Reproduce the full passage about the Tax Cut and Jobs Act word for word.

TEXT SECTION ->
# # # # #
This was designed to get closer to the ‘promise’ of being able to fill out your tax returns on a Postcard, remember that talking point? Yet, they are just trying to convince you to do the simple tax form and not get every deduction you may be entitled to and in turn paying more than you really need to.
Another little bit of information that top Congressmen and Senators never mentioned when touting the bill, was the fact that the standard deductions, beginning in 2019, become adjusted to inflation, so the word ‘standard’ is misleading. You would have to keep up with that ‘inflation’ figure to have a handle on your tax liability.
A few taxpayers might make out Ok with the elimination of the personal exemptions with the increased standard deductions, only moving thru this tax season will tell us. But if you have many dependents, or used to itemize your deductions, the changes could actually add to your tax bill.
Other ‘Now Missing’ Deductions
If you’ve read this far, let’s call it what it is, the Tax Cut and Jobs Act was/is nothing but a scam to lower the tax “burden” on the wealthiest of individuals in this country.
Regular taxpayers that used to itemize to get/keep most of their hard earned money, have now lost many of the deductions that use to be reasons to prepare an itemized return. While some are eliminated, others are greatly reduced.
These all have begun with the 2018 filing season
Home Interest– Should not affect the majority of people, as $750k in debt must be hit
State/Local Tax- Can claim no more than $10k total of State and Local Property Tax, State and Local Income taxes or sales taxes.
# # # # #
SUPPLIED RECORDS ->
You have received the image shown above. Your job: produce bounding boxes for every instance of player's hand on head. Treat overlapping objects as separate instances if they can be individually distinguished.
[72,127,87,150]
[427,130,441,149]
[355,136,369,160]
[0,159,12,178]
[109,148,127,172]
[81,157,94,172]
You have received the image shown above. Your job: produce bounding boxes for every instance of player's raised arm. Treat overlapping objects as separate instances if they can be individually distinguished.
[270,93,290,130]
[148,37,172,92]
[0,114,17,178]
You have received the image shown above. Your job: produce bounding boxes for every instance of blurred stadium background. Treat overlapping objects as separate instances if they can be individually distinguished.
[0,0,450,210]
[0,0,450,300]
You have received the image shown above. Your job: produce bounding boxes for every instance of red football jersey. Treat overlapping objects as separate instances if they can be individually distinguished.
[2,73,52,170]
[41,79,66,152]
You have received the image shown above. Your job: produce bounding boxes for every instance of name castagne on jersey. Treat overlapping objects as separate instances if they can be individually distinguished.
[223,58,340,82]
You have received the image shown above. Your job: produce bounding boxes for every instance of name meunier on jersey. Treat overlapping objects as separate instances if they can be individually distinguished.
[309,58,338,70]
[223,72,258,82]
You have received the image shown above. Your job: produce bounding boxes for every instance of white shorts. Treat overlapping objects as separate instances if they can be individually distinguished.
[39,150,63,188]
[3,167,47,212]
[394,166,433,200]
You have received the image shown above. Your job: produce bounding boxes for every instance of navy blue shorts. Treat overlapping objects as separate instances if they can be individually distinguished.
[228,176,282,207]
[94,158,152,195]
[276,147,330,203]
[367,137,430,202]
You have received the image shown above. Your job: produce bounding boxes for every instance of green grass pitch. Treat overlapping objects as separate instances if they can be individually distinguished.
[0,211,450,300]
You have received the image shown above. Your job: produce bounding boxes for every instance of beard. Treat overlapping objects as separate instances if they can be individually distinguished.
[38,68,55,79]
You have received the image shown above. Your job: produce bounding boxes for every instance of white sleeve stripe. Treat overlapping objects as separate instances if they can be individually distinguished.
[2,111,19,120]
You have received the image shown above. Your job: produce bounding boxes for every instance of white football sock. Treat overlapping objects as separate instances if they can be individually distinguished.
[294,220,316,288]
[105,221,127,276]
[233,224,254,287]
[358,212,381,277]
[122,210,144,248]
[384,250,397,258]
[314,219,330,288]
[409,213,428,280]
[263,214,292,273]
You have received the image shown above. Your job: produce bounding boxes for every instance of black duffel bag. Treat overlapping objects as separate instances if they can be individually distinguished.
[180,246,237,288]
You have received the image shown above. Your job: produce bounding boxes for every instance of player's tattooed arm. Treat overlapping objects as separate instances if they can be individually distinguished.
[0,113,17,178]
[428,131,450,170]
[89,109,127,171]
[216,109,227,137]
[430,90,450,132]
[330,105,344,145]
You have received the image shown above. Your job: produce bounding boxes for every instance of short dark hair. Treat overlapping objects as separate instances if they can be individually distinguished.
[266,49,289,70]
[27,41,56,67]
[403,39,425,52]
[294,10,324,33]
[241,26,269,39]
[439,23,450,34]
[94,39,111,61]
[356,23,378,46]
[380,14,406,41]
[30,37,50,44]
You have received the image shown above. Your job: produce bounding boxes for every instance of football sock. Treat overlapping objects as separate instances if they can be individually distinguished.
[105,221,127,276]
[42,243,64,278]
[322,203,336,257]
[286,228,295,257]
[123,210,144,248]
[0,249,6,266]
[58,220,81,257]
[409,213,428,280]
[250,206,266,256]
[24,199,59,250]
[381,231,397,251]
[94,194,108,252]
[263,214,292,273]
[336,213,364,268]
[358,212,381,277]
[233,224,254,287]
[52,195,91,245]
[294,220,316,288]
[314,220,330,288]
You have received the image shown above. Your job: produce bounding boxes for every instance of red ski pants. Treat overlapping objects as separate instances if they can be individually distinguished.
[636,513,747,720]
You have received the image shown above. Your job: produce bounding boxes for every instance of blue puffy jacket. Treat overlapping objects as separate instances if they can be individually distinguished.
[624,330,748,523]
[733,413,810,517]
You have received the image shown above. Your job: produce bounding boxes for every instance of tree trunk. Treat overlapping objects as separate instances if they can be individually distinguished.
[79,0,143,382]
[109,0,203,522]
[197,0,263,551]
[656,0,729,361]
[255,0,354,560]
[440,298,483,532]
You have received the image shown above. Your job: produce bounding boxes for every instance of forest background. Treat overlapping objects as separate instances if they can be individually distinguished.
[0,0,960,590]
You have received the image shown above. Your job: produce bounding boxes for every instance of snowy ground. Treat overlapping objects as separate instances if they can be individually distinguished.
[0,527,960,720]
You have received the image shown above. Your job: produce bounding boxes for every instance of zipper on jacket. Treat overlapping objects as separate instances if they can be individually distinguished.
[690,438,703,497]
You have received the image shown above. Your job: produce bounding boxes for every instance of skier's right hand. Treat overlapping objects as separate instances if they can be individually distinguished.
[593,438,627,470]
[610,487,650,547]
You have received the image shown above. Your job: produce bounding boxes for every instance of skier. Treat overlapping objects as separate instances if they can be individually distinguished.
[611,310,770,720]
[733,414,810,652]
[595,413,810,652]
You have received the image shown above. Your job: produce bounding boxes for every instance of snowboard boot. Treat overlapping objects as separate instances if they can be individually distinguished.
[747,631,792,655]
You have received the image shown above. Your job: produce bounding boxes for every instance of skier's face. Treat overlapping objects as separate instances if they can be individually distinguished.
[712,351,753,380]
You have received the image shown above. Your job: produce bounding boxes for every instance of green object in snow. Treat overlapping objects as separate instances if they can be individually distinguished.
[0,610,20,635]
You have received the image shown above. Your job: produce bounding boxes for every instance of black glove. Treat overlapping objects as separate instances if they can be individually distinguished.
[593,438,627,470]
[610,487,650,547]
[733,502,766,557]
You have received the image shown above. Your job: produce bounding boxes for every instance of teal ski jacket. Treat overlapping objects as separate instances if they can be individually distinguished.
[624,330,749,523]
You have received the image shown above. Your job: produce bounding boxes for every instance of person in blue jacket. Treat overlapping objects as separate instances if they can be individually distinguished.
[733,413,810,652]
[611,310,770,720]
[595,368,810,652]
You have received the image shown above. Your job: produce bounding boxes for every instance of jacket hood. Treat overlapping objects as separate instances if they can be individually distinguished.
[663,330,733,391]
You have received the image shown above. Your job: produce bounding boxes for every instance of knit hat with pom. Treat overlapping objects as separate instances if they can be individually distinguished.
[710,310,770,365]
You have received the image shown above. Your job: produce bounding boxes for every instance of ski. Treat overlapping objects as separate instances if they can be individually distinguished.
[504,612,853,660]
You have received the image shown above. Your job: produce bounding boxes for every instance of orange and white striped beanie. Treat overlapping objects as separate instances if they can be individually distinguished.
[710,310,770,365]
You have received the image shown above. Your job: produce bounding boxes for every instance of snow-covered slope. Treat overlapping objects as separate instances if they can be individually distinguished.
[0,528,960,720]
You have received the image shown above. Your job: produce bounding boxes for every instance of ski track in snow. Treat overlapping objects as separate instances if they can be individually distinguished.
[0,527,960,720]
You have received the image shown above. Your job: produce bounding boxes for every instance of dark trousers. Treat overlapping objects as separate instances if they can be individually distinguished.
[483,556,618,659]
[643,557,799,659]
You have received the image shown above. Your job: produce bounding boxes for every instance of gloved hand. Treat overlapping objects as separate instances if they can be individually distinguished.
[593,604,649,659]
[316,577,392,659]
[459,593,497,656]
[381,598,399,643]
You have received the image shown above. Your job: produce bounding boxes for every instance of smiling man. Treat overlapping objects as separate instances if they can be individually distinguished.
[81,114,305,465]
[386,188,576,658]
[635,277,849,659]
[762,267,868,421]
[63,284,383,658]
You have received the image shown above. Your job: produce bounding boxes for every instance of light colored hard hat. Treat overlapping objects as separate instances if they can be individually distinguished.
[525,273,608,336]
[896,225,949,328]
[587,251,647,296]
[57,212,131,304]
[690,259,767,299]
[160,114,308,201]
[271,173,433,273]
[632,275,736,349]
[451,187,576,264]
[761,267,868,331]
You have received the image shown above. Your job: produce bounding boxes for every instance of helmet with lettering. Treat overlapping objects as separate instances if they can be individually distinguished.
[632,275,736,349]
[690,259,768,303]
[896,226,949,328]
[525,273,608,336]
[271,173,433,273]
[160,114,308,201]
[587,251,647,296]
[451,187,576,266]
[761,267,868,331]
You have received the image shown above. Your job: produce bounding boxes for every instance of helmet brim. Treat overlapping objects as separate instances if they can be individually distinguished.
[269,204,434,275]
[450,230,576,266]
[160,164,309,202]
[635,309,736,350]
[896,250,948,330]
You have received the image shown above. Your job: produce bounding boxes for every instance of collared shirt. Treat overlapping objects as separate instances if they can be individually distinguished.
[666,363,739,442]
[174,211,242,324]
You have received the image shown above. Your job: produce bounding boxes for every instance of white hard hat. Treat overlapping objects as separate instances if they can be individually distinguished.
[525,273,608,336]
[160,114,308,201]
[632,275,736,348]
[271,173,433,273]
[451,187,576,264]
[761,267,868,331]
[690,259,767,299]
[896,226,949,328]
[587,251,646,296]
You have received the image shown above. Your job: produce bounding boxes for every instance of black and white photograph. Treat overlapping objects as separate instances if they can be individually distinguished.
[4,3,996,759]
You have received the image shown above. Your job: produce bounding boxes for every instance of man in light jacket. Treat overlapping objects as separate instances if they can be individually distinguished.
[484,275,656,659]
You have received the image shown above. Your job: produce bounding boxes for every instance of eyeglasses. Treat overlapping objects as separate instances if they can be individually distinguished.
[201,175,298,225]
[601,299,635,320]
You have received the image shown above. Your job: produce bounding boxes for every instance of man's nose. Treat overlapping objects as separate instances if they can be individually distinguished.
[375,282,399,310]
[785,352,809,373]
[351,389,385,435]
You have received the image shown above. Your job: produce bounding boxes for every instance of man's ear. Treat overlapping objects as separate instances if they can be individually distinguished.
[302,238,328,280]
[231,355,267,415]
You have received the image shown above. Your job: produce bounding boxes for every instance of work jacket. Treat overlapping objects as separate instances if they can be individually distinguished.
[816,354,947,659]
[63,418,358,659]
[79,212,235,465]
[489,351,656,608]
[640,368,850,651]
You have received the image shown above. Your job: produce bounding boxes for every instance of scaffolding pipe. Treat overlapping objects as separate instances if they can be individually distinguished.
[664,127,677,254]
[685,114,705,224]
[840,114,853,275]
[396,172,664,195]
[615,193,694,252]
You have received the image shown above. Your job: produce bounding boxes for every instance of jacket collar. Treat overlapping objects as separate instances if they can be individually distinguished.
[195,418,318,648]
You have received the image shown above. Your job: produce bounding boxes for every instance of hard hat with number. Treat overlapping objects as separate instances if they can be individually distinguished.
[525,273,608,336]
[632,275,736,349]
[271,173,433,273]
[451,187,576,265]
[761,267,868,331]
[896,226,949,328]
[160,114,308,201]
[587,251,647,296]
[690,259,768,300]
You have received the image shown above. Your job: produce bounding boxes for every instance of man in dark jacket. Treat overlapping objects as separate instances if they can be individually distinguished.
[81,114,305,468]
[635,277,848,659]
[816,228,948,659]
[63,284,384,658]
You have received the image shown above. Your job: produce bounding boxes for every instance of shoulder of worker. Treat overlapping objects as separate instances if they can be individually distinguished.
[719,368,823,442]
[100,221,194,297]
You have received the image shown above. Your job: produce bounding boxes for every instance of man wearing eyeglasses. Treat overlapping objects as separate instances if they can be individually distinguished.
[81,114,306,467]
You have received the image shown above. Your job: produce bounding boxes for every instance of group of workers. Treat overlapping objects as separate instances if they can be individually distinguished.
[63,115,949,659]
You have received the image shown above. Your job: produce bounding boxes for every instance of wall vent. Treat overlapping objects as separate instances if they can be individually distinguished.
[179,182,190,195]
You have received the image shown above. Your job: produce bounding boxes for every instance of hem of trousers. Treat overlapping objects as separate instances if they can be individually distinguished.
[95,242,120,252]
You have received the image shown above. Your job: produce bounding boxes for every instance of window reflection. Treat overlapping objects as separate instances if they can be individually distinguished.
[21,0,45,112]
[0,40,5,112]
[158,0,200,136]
# # # # #
THE ANSWER ->
This was designed to get closer to the ‘promise’ of being able to fill out your tax returns on a Postcard, remember that talking point? Yet, they are just trying to convince you to do the simple tax form and not get every deduction you may be entitled to and in turn paying more than you really need to.
Another little bit of information that top Congressmen and Senators never mentioned when touting the bill, was the fact that the standard deductions, beginning in 2019, become adjusted to inflation, so the word ‘standard’ is misleading. You would have to keep up with that ‘inflation’ figure to have a handle on your tax liability.
A few taxpayers might make out Ok with the elimination of the personal exemptions with the increased standard deductions, only moving thru this tax season will tell us. But if you have many dependents, or used to itemize your deductions, the changes could actually add to your tax bill.
Other ‘Now Missing’ Deductions
If you’ve read this far, let’s call it what it is, the Tax Cut and Jobs Act was/is nothing but a scam to lower the tax “burden” on the wealthiest of individuals in this country.
Regular taxpayers that used to itemize to get/keep most of their hard earned money, have now lost many of the deductions that use to be reasons to prepare an itemized return. While some are eliminated, others are greatly reduced.
These all have begun with the 2018 filing season
Home Interest– Should not affect the majority of people, as $750k in debt must be hit
State/Local Tax- Can claim no more than $10k total of State and Local Property Tax, State and Local Income taxes or sales taxes.